**Instructions for the task**. Extract every line of the material below and reproduce each one verbatim, in its original order.

=== Supplied records ===

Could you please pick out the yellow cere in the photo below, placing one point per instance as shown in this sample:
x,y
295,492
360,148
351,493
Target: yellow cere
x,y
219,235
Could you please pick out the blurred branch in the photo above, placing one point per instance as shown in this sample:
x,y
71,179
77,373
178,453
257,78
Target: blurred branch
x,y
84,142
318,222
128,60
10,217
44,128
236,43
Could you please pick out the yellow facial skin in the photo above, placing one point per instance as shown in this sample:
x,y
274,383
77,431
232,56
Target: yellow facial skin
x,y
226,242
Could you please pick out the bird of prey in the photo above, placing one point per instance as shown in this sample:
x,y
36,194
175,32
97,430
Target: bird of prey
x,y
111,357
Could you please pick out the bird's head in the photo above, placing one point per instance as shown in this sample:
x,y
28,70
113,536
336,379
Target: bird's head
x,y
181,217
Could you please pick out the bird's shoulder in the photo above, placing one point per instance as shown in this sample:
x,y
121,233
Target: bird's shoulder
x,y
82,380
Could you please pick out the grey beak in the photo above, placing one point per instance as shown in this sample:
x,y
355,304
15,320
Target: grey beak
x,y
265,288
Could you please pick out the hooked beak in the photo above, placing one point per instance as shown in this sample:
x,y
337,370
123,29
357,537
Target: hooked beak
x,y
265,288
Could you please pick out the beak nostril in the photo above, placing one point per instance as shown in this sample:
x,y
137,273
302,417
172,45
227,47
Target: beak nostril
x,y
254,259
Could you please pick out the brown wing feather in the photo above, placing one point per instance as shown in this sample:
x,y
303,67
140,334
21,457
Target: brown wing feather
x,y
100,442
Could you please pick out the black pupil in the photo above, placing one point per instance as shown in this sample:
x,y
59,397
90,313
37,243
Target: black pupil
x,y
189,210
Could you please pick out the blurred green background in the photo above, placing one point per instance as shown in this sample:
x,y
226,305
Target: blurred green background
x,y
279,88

===

**Full answer**.
Could you please pick out the yellow cere in the photo below, placing one point per instance as shown in this sample:
x,y
295,492
360,148
351,493
Target: yellow cere
x,y
219,235
Could you please pick out the blurred branch in the photo above, placing one point per instance as shown in this sample:
x,y
71,179
77,373
178,453
257,78
Target: blurred branch
x,y
84,142
318,222
128,60
10,217
44,128
236,43
Could you please pick out the yellow facial skin in the photo above, placing one point per instance as shown in this sample:
x,y
274,383
77,431
232,56
Target: yellow facial skin
x,y
226,242
Could you please pick out the bird of prey in the photo above, placing one point per instance as shown in this sample:
x,y
36,194
175,32
97,430
Target: bird of prey
x,y
111,357
Could you please pick out the bird's head in the photo above, placing one point per instance as shown in this sample:
x,y
28,70
113,536
336,379
Target: bird's head
x,y
181,217
Could you please pick out the bird's shoulder in the photo above, placing one point per instance as shown in this sample:
x,y
121,233
Target: bird's shoulder
x,y
82,380
Could you please pick out the grey beak in the photo above, placing one point per instance as shown in this sample:
x,y
355,304
15,320
Target: grey beak
x,y
265,288
Could you please pick out the hooked beak in the photo above, placing one point per instance as shown in this sample:
x,y
337,370
123,29
357,537
Target: hooked beak
x,y
265,288
Could you please pick out the beak nostril in the photo above, placing one point per instance as shown in this sample:
x,y
137,273
302,417
172,45
227,47
Target: beak nostril
x,y
254,259
Could you please pick out the brown wing feather in the photo above, placing one point per instance as shown in this sample:
x,y
303,67
140,334
21,457
Target: brown wing feather
x,y
100,442
Could you please pick out the black pupil in the photo above, placing one point per instance as shown in this sample:
x,y
59,397
90,313
37,243
Target: black pupil
x,y
189,210
Could you please pick out the blurred green background in the photo above, placing one point per instance as shown in this sample:
x,y
226,305
Target: blurred green background
x,y
279,88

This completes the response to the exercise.